*Assignment*: I need the lines below from the one with "object: shrub" down to the one with "object: green lawn" reproduced exactly, both ends included, and nothing else.
Segment Start: Data provided
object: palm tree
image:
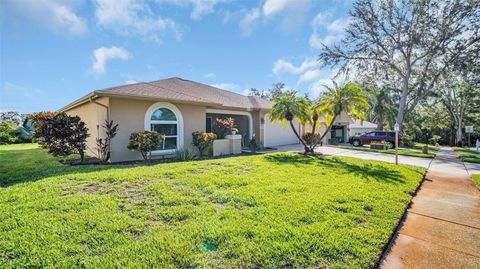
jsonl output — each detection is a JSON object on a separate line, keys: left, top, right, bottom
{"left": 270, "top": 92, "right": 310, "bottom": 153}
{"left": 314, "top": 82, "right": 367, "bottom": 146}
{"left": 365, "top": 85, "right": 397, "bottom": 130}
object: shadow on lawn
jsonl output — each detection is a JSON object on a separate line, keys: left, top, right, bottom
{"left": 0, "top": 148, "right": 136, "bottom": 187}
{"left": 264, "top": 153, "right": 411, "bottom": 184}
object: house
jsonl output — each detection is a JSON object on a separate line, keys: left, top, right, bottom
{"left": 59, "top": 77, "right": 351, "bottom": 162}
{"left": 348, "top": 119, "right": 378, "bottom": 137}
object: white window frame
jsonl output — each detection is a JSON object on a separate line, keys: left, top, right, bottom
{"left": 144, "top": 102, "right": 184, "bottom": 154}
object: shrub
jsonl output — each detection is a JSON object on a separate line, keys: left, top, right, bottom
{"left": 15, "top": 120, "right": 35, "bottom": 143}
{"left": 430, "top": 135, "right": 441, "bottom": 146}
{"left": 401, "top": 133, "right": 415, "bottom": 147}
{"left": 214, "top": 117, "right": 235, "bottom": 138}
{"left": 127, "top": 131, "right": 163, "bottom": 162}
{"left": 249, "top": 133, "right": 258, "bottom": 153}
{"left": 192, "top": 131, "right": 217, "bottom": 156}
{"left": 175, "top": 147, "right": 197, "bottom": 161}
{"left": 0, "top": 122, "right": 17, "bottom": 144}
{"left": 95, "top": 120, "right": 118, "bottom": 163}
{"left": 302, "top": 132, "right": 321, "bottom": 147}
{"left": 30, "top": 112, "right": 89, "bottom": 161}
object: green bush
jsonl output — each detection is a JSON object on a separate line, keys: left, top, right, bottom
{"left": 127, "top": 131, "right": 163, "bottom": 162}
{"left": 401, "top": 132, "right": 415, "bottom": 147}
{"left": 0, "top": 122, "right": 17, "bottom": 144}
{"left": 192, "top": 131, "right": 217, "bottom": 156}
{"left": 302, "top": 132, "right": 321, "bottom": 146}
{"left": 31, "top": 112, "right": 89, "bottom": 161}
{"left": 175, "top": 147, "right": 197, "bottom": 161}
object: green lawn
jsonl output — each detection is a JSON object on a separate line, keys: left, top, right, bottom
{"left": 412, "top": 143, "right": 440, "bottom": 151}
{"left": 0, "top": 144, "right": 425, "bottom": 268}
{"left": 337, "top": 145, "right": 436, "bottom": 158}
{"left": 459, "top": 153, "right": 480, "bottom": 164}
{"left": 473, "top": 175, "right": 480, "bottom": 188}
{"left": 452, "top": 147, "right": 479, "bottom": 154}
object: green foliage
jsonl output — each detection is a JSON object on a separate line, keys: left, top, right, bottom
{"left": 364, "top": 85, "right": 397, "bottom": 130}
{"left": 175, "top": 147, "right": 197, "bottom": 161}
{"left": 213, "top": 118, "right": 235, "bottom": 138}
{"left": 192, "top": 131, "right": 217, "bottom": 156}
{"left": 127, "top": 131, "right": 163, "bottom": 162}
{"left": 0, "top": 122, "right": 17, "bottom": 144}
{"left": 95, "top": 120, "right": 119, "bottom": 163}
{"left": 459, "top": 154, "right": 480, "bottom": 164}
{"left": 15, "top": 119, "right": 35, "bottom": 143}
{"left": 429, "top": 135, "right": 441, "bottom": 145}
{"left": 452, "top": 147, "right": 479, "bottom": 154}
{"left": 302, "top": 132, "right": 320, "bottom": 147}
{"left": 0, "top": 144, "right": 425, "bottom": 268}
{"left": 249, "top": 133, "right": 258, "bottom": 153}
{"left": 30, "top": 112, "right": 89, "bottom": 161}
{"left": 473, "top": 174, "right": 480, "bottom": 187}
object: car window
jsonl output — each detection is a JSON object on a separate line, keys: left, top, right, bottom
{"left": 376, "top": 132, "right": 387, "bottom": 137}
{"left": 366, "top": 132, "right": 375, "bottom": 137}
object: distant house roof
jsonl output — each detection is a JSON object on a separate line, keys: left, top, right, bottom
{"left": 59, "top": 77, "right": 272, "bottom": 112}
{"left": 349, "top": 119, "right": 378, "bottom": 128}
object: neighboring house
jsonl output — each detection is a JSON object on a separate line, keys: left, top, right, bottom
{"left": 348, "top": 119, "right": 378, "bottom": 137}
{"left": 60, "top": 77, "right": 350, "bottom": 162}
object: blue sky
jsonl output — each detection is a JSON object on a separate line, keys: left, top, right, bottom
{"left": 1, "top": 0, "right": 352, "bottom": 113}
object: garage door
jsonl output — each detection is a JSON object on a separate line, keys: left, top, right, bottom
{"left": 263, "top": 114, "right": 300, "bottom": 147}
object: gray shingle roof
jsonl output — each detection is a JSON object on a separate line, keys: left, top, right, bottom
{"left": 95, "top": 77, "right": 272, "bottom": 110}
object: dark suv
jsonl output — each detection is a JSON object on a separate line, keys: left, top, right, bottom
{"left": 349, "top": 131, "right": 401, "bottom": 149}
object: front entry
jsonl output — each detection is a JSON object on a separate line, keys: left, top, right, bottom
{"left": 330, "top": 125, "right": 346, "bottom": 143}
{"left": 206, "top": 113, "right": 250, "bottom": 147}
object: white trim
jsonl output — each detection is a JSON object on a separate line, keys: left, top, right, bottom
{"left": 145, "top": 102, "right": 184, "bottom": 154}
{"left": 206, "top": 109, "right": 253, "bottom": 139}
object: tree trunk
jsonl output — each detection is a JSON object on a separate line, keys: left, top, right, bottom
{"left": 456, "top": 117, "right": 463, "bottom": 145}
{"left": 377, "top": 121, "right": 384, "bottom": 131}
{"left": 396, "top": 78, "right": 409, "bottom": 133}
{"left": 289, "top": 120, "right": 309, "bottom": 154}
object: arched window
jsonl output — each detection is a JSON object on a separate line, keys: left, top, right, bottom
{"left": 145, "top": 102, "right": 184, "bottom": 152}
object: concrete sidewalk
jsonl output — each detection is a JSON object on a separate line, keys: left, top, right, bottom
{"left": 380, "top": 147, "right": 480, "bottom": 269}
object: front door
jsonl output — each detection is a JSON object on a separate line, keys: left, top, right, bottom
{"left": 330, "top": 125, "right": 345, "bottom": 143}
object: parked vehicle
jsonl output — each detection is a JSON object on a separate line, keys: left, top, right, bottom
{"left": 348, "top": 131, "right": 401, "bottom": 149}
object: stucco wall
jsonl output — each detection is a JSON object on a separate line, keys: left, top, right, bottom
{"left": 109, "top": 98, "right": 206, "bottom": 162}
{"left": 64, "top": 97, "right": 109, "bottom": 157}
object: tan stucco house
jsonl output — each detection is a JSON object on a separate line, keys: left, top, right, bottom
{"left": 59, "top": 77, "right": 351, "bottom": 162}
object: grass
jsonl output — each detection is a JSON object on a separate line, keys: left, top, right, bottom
Segment End: Data provided
Segment Start: Data provided
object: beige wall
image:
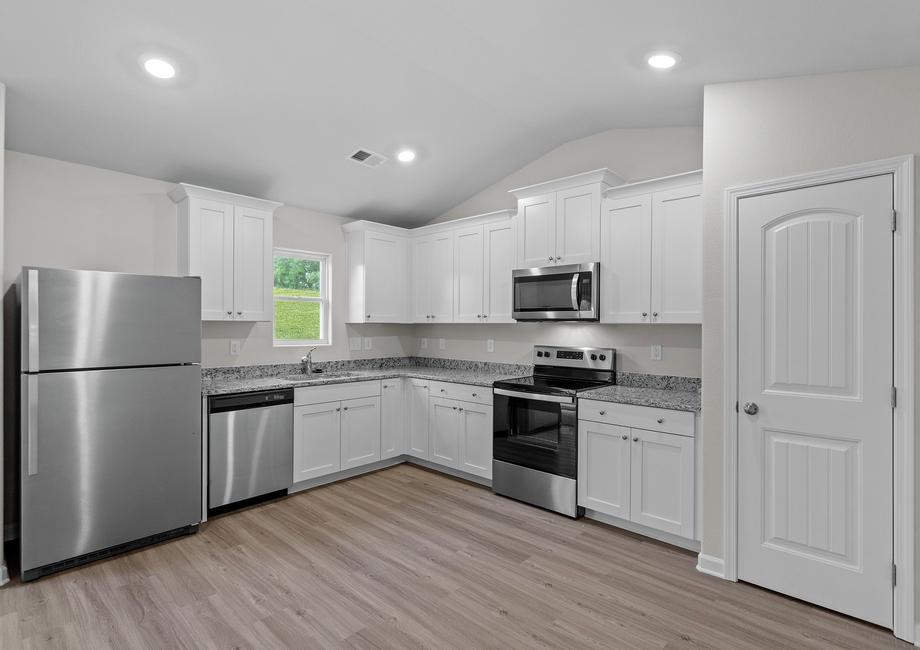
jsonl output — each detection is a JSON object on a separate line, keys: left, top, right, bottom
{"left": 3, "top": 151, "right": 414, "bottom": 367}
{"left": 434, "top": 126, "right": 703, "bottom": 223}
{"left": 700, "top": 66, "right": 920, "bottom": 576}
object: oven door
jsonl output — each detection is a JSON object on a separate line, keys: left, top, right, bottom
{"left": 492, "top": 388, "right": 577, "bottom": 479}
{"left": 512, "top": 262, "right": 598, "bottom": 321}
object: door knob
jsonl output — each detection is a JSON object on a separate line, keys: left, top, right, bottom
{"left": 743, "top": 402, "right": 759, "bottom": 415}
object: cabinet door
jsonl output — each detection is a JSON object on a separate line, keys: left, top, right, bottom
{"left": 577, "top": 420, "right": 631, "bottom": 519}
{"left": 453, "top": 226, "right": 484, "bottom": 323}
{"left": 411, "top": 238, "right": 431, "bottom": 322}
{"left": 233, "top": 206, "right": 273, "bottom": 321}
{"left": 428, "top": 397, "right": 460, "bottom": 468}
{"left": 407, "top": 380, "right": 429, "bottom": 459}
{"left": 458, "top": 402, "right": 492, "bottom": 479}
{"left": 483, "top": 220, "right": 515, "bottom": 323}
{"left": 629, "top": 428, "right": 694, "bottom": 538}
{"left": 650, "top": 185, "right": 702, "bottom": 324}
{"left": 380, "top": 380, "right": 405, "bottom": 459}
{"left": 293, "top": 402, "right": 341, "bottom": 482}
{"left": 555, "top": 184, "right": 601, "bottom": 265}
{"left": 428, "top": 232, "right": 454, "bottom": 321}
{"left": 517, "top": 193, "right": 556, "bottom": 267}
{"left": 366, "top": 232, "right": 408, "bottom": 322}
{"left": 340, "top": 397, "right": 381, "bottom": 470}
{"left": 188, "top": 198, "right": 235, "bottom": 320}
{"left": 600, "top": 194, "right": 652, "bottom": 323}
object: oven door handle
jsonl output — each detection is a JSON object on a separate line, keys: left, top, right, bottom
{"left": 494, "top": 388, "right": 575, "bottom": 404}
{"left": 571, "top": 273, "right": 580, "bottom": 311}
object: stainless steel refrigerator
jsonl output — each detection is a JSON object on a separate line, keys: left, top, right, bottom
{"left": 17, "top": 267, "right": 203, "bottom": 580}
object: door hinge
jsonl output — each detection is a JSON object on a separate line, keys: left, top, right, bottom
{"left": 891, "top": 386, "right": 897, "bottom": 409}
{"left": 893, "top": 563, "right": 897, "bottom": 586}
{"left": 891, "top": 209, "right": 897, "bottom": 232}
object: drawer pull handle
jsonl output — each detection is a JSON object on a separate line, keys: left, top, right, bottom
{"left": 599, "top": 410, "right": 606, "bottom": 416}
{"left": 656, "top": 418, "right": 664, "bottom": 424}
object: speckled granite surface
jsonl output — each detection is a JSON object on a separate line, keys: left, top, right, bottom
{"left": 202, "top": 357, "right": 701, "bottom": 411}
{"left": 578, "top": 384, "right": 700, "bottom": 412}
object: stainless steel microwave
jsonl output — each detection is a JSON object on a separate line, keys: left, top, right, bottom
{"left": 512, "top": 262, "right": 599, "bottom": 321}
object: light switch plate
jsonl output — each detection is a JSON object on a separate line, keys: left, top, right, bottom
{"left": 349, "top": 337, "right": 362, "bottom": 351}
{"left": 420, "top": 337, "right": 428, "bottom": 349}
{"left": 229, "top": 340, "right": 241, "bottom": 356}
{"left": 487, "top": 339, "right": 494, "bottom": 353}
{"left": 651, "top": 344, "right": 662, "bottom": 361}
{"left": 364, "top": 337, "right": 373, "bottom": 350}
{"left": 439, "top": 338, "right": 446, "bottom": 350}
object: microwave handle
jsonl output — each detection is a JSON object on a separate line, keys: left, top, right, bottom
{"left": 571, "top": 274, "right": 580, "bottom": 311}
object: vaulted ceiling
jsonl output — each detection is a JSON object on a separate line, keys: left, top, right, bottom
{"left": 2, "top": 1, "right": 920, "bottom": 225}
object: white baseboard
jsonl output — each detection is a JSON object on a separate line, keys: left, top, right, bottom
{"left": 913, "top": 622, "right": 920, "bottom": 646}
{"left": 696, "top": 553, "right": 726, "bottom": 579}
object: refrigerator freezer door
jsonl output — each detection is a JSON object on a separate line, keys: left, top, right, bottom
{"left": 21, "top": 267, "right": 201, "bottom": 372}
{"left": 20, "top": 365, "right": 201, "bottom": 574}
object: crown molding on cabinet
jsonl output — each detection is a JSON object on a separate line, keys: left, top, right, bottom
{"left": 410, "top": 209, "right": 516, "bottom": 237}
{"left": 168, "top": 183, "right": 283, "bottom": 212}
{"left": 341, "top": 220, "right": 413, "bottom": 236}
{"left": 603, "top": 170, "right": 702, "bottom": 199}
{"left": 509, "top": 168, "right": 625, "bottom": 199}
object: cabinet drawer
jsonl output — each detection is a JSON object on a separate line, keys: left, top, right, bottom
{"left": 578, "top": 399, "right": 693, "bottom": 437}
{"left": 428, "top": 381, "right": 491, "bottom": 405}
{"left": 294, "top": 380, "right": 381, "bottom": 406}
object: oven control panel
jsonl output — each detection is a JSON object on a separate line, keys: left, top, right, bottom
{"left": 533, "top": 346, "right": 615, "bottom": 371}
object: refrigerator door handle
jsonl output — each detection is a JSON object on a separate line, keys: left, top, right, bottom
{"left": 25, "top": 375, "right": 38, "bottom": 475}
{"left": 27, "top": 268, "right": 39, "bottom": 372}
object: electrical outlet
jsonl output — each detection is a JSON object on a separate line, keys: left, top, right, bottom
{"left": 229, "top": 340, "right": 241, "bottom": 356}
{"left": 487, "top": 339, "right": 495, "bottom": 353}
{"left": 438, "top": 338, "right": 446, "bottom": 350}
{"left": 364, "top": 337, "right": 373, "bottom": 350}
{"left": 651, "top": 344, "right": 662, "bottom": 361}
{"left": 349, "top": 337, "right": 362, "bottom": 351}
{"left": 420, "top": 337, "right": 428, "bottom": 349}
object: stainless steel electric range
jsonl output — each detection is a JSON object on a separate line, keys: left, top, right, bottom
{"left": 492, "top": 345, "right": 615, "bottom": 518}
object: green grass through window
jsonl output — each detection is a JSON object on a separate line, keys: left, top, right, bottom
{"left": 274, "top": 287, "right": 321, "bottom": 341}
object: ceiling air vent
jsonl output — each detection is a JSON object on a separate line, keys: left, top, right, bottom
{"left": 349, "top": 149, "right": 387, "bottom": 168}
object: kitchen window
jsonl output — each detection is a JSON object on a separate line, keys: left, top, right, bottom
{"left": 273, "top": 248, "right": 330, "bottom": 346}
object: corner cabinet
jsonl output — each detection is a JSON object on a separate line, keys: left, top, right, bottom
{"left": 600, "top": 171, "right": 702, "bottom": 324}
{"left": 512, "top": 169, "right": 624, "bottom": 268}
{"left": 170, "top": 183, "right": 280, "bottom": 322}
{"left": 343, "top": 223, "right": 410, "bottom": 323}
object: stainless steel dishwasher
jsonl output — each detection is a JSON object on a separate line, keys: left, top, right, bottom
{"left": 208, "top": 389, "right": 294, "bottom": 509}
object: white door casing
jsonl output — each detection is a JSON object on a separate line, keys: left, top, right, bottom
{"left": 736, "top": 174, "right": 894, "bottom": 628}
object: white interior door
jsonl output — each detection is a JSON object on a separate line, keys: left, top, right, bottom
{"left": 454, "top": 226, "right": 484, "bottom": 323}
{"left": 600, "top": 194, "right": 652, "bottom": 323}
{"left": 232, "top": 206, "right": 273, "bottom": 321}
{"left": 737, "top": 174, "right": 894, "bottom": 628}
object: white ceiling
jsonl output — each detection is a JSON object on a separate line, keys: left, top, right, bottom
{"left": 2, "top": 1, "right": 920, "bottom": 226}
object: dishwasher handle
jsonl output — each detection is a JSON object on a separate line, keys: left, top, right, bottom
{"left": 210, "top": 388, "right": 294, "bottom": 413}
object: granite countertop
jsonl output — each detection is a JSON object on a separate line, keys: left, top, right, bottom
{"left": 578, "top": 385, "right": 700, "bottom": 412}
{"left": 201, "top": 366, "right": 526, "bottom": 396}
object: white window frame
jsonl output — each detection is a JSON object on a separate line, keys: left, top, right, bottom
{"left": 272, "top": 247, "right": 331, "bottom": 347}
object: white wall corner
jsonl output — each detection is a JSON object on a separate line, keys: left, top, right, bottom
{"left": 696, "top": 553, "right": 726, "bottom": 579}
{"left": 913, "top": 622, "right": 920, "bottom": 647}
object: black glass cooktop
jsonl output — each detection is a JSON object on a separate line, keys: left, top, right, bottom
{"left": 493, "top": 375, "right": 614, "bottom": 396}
Segment End: Data provided
*Output of the task*:
object: shrub
jsonl output — each detection is a JSON object on a separate line, keys: left, top, right, bottom
{"left": 15, "top": 120, "right": 35, "bottom": 143}
{"left": 430, "top": 135, "right": 441, "bottom": 146}
{"left": 401, "top": 133, "right": 415, "bottom": 147}
{"left": 214, "top": 117, "right": 235, "bottom": 138}
{"left": 127, "top": 131, "right": 163, "bottom": 162}
{"left": 249, "top": 133, "right": 258, "bottom": 153}
{"left": 192, "top": 131, "right": 217, "bottom": 156}
{"left": 175, "top": 147, "right": 197, "bottom": 161}
{"left": 0, "top": 122, "right": 17, "bottom": 144}
{"left": 95, "top": 120, "right": 118, "bottom": 163}
{"left": 302, "top": 132, "right": 321, "bottom": 147}
{"left": 30, "top": 112, "right": 89, "bottom": 161}
object: green bush
jsonl output — each detection is a JSON object on a separate line, keys: left, top, right, bottom
{"left": 127, "top": 131, "right": 163, "bottom": 162}
{"left": 401, "top": 132, "right": 415, "bottom": 147}
{"left": 0, "top": 122, "right": 17, "bottom": 144}
{"left": 192, "top": 131, "right": 217, "bottom": 156}
{"left": 302, "top": 132, "right": 321, "bottom": 146}
{"left": 31, "top": 112, "right": 89, "bottom": 161}
{"left": 175, "top": 147, "right": 197, "bottom": 161}
object: green lawn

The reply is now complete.